____ PROVIDED DATA

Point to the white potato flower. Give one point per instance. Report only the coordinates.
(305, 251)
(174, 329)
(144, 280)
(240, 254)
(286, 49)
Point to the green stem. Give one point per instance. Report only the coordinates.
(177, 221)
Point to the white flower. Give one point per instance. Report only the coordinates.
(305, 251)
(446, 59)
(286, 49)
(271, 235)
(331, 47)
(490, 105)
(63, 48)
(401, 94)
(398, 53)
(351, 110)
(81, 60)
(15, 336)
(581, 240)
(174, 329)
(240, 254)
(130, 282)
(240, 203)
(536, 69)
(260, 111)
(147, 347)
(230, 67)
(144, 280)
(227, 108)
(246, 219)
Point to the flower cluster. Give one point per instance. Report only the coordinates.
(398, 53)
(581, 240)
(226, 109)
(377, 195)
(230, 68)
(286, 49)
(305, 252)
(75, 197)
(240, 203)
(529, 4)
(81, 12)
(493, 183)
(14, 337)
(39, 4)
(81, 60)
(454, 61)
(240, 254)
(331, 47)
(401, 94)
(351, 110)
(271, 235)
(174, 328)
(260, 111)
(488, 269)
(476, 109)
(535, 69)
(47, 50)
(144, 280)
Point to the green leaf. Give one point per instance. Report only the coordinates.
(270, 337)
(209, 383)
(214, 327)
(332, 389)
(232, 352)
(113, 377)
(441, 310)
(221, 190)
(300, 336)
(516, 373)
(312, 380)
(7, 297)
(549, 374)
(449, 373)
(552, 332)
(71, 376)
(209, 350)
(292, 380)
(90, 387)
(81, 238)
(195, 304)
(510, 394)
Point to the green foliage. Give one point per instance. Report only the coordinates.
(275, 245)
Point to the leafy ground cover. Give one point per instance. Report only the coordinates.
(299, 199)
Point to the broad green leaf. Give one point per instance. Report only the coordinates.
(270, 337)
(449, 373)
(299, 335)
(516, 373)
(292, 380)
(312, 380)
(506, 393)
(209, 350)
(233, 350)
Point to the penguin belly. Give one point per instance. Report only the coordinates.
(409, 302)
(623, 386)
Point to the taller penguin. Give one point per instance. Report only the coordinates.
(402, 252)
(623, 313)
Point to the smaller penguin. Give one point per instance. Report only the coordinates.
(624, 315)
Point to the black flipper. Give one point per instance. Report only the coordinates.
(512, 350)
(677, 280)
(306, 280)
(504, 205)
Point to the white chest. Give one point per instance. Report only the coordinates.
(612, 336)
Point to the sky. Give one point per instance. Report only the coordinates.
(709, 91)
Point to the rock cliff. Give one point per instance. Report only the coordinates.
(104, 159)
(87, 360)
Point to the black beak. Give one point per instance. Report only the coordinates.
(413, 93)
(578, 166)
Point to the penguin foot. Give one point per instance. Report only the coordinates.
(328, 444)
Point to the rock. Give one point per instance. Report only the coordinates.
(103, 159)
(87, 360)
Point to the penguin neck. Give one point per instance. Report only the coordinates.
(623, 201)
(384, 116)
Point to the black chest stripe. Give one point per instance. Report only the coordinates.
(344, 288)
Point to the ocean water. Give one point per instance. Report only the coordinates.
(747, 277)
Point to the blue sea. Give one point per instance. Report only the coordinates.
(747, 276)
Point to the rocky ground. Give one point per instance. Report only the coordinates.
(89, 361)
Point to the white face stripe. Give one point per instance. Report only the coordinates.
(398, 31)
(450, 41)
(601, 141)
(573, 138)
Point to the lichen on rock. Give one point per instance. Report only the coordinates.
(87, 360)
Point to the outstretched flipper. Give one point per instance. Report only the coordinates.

________

(WHAT THE TASK ASKS) Reproduce the listing above exactly, in its entirety.

(WRITTEN RESPONSE)
Point to the white potato flower. Give one point per instance. Report only the coordinates.
(305, 251)
(174, 329)
(144, 280)
(240, 254)
(286, 49)
Point to the green stem. Give one point per instance. Report only the coordinates.
(177, 221)
Point to the white flower. Give one point per instance. Report only the coordinates.
(305, 251)
(446, 59)
(286, 49)
(271, 235)
(331, 47)
(490, 105)
(63, 48)
(401, 94)
(398, 53)
(351, 110)
(81, 60)
(15, 336)
(581, 240)
(174, 329)
(240, 254)
(130, 282)
(240, 203)
(536, 69)
(260, 111)
(147, 347)
(230, 67)
(144, 280)
(227, 108)
(246, 219)
Point to the flower cluster. Give one point per instance. Report only the coordinates.
(398, 53)
(581, 240)
(226, 109)
(377, 195)
(230, 68)
(286, 49)
(305, 252)
(75, 197)
(240, 203)
(529, 4)
(81, 12)
(493, 183)
(14, 337)
(39, 4)
(81, 60)
(454, 61)
(240, 254)
(331, 47)
(401, 94)
(351, 110)
(271, 235)
(174, 328)
(260, 111)
(488, 269)
(476, 109)
(535, 69)
(47, 50)
(144, 280)
Point to the green leaf. Give one point per instance. Report only the coordinates.
(270, 337)
(209, 383)
(214, 327)
(332, 389)
(232, 352)
(113, 377)
(441, 310)
(221, 190)
(300, 336)
(516, 373)
(312, 380)
(7, 297)
(549, 374)
(449, 373)
(552, 332)
(71, 376)
(209, 350)
(292, 380)
(90, 387)
(81, 238)
(195, 304)
(510, 394)
Point to the green foliage. Give one point per instance. Report only the coordinates.
(275, 245)
Point to the leafy ground cover. Give one point per instance. Report only the coordinates.
(299, 199)
Point to the broad green leaf. Give one point per instance. Report only the coordinates.
(270, 337)
(449, 373)
(299, 335)
(516, 373)
(292, 380)
(312, 380)
(506, 393)
(209, 350)
(233, 350)
Point to the penguin belly. Give one point per instance. Report only the coordinates.
(409, 302)
(623, 386)
Point to the taller penguin. Give one point per instance. Report only the coordinates.
(402, 252)
(623, 313)
Point to the smaller penguin. Give one point per instance. Report only the coordinates.
(624, 315)
Point to the black flipper. Give one point per instance. Report only the coordinates.
(512, 350)
(677, 280)
(306, 280)
(504, 205)
Point to the white chest. Give one point per instance. Report only the coordinates.
(612, 336)
Point to the sky. Give one point per instance. Report only the coordinates.
(709, 91)
Point to the rock cliff. Give one point per instance. Report only the coordinates.
(104, 159)
(87, 360)
Point to the black beak. Give one point per instance. Report only the coordinates.
(413, 93)
(578, 166)
Point to the penguin foot. Give one point per instance. Report only the coordinates.
(328, 444)
Point to the rock. Give one point per instance. Report only the coordinates.
(103, 159)
(87, 360)
Point to the penguin neck. Give one point per instance. Report only the coordinates.
(623, 201)
(384, 116)
Point to the black chest stripe. Give one point per instance. Report only the coordinates.
(344, 288)
Point to the ocean water. Give one point per instance. Report only the coordinates.
(747, 277)
Point to the blue sea. Give one point per instance. Report only the coordinates.
(747, 276)
Point to the rocky ground. Give one point per instance. Report only the coordinates.
(89, 361)
Point to the white face stripe. Give one point per instance. Report only the coordinates.
(398, 31)
(450, 41)
(601, 141)
(573, 138)
Point to the lichen on rock. Give one point per instance. Report only the coordinates.
(87, 360)
Point to the outstretched flipper. Give one point per instance. Report only the coordinates.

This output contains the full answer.